▶ [Short task] Exactly reproduce the lines from the one holding "Target: orange-tinted flower" through the final line of the listing below, with both ends included and nothing else.

Start of Data for this exercise

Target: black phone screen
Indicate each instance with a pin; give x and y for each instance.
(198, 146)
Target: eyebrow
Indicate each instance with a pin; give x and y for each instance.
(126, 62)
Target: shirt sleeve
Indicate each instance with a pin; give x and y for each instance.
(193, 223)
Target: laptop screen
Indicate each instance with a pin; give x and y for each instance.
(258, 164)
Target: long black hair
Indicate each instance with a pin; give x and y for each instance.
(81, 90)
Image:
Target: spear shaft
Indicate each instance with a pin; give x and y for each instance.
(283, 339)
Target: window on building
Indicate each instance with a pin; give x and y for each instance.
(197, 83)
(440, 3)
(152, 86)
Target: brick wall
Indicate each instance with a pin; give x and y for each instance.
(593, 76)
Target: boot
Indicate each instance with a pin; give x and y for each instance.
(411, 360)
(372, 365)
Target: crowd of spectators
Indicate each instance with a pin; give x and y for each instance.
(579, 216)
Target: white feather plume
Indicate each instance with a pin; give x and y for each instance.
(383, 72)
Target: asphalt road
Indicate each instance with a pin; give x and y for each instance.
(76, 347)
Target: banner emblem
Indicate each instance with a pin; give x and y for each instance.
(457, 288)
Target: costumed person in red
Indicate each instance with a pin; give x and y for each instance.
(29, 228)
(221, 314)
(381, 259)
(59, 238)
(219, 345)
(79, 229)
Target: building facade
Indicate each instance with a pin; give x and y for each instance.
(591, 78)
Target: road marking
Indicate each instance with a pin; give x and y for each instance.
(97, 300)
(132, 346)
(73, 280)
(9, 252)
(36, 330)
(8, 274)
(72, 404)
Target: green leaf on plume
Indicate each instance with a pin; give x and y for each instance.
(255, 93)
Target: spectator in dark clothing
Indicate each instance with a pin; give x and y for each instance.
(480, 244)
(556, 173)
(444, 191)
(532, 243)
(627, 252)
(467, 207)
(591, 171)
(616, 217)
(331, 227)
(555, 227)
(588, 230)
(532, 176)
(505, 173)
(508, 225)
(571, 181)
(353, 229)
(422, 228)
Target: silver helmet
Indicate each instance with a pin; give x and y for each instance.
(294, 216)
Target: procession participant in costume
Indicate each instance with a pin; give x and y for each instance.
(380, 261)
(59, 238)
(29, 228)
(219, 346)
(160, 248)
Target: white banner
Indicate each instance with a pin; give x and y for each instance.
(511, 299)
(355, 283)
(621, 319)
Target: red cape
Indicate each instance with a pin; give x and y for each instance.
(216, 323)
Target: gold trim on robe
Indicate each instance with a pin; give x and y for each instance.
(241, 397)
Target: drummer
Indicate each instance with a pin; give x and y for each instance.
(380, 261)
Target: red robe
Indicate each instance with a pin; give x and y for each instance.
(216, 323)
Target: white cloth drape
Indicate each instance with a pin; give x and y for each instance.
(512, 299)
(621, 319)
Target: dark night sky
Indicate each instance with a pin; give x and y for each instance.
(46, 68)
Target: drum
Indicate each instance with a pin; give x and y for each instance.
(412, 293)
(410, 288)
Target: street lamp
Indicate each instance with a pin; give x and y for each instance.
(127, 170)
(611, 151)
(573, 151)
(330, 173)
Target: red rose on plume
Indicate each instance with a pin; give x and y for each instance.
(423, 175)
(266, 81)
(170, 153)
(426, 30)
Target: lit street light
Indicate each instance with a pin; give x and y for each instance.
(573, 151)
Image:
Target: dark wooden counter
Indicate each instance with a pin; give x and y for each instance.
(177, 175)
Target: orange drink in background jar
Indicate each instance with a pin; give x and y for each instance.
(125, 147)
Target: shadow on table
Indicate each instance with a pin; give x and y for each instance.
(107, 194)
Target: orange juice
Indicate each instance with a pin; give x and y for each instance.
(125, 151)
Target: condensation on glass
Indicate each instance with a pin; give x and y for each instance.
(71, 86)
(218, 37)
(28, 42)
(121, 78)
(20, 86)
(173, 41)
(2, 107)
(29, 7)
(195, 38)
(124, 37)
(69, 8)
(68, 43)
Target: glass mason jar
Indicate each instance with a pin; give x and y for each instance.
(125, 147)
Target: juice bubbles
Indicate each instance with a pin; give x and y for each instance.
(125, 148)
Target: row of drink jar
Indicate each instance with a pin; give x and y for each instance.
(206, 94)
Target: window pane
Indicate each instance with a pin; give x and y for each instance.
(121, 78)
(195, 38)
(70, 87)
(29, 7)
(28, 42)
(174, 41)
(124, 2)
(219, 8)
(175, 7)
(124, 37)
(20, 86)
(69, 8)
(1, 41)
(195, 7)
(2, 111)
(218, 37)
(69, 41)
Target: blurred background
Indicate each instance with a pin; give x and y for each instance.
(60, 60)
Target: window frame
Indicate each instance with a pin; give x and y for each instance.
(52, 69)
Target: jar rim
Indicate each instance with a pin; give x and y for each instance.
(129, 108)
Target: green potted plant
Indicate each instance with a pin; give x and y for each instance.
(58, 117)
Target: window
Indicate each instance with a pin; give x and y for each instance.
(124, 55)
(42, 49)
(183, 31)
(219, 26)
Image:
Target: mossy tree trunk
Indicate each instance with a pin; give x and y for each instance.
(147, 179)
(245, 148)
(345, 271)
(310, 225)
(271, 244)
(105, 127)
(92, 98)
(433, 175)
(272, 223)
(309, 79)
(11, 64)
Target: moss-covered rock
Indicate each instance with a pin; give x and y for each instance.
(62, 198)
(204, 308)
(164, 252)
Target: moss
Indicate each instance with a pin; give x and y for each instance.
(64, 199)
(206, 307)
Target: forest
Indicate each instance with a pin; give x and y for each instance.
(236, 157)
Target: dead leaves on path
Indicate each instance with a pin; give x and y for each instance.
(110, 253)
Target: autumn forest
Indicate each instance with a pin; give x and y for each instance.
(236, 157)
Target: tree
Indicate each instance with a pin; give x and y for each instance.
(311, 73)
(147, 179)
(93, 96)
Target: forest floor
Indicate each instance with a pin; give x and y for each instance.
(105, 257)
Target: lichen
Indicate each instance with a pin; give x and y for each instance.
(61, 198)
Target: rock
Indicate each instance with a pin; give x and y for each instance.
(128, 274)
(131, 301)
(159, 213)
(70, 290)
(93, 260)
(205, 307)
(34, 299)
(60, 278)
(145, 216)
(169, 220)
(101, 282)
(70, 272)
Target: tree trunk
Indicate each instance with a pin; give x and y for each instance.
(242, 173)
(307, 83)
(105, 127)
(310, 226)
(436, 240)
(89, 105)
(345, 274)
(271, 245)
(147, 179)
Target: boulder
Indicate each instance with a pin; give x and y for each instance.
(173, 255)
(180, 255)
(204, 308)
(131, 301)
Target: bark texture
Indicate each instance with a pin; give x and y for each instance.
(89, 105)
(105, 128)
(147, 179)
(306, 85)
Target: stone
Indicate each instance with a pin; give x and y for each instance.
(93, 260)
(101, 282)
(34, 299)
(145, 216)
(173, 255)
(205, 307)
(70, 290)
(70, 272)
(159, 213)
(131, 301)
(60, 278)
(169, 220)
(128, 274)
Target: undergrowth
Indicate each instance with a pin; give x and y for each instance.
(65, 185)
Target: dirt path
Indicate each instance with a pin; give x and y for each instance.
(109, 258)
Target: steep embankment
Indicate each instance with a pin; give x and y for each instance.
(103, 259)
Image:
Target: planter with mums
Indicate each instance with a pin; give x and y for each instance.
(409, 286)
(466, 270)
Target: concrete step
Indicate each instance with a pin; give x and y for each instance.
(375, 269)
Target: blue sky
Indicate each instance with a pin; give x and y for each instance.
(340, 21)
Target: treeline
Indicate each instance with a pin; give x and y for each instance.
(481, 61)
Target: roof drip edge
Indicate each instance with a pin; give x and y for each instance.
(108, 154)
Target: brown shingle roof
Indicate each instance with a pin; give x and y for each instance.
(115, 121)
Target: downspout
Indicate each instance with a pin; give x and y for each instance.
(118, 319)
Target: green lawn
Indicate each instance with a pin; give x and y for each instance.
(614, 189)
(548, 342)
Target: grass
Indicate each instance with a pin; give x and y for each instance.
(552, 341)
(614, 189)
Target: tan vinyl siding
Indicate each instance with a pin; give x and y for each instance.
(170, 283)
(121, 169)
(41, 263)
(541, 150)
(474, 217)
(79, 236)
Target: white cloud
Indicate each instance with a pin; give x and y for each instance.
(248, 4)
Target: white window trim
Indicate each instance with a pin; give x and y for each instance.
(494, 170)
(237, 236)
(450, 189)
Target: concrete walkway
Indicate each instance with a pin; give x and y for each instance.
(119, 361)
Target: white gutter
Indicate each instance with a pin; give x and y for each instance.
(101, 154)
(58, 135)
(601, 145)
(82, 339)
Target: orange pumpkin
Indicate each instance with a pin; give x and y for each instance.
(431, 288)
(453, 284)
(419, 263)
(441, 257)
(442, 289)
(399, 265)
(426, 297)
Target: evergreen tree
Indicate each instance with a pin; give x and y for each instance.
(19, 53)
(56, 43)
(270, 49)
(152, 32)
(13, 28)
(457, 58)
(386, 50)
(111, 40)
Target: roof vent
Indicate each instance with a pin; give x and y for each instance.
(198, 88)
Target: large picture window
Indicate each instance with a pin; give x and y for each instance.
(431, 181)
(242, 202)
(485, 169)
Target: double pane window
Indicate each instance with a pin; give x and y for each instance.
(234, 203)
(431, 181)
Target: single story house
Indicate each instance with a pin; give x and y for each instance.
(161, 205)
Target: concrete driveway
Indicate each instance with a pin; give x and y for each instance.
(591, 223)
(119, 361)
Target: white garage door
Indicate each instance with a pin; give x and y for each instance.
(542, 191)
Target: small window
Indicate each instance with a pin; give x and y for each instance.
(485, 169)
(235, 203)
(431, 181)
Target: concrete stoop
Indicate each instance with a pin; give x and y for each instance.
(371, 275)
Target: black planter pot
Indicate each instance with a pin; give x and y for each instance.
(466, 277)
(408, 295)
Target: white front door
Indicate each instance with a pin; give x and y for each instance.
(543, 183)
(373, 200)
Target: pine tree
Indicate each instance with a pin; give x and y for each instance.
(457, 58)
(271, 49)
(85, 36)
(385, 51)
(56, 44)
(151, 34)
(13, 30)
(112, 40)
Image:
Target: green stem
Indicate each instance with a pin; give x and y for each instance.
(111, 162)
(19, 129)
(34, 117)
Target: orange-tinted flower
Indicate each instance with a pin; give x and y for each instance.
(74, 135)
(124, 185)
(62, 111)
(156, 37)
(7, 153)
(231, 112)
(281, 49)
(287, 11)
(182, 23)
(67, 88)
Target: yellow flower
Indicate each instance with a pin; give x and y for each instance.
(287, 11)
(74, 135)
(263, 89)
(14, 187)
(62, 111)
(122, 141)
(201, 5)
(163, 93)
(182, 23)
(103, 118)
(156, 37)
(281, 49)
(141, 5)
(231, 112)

End of Data for this exercise

▶ [Answer to this exercise]
Target: orange-tinted flower
Indicate each instance with a pin; give x and y for each instance.
(74, 135)
(124, 185)
(62, 111)
(156, 37)
(7, 153)
(231, 112)
(281, 49)
(287, 11)
(182, 23)
(67, 88)
Target: yellow flower
Indicate each instance with a pin; give x and y for each instance.
(287, 11)
(74, 135)
(263, 89)
(14, 187)
(62, 111)
(122, 141)
(201, 5)
(163, 93)
(182, 23)
(103, 118)
(156, 37)
(281, 49)
(141, 5)
(231, 112)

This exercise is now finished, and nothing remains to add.